The answer must consist of every line from the entries that holds the word "Point".

[Extracted data entries]
<<<<

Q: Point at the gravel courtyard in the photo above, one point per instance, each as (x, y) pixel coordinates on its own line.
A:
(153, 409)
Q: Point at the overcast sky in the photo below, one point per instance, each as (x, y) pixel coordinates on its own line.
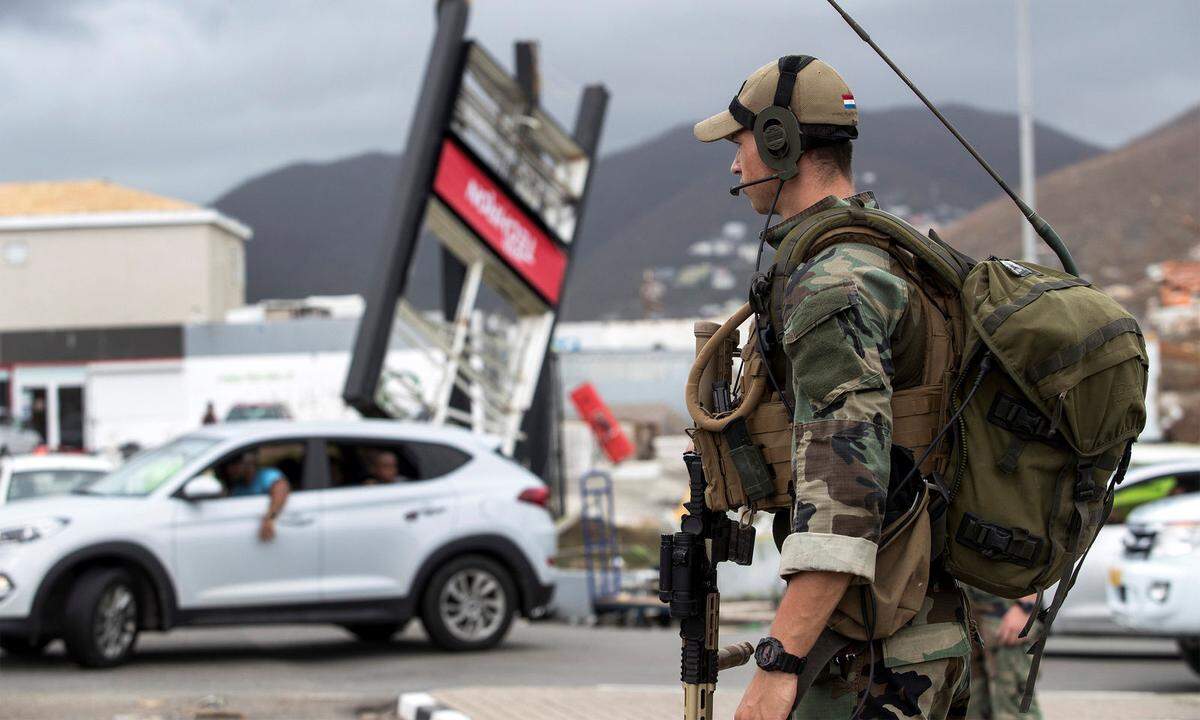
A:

>>>>

Response to the task:
Q: Point at the gravel courtyard in the photo above, one point per instance, each as (x, y) pixel coordinates on its own line.
Q: Point at the overcast sky in the photo below, one point per instance, each as (x, y) pixel coordinates on its own line.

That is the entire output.